PROBLEM TO WORK ON -
Please tell how many of the lines below contain "curly", using only a number.

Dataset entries
------------
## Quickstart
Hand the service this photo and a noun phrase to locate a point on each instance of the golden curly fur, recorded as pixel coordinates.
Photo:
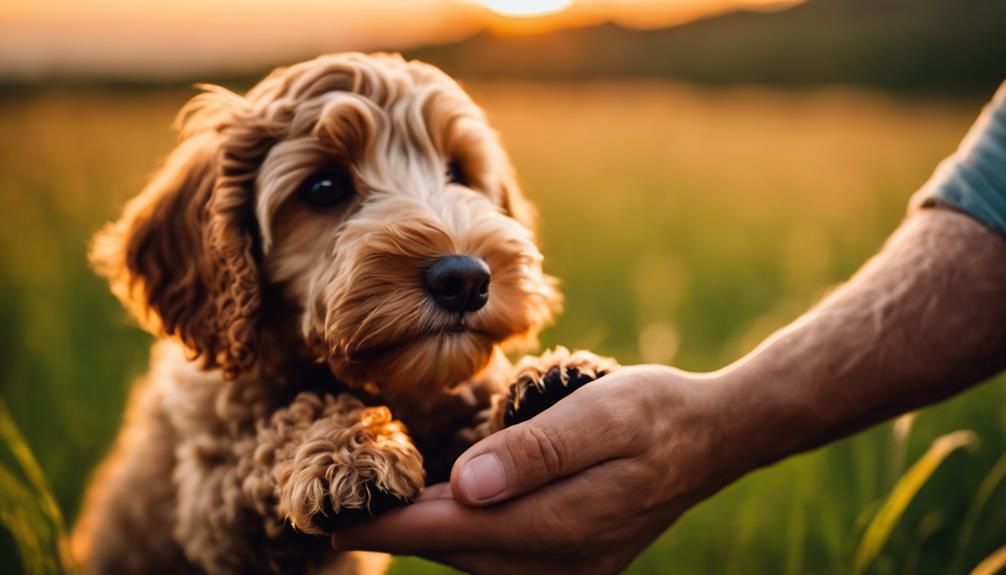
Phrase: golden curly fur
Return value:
(290, 335)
------------
SOLUTION TO THE EXERCISE -
2